─── MATERIAL SUPPLIED ───
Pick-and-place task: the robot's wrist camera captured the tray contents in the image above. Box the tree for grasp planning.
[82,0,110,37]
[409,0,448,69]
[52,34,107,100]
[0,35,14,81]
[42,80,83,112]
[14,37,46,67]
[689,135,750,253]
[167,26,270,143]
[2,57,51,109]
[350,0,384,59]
───
(TASK TO COMPLETE) Each of the entries must be set down again exactly.

(OUTPUT FOR THIS EXERCISE)
Pick-and-place task: the robot's wrist camera captured the tray contents in the image above. Box the tree for grasp planning.
[82,0,110,37]
[409,0,448,69]
[52,34,107,100]
[0,35,14,81]
[42,80,83,112]
[14,37,46,67]
[689,135,750,253]
[167,26,270,143]
[2,57,51,109]
[350,0,384,59]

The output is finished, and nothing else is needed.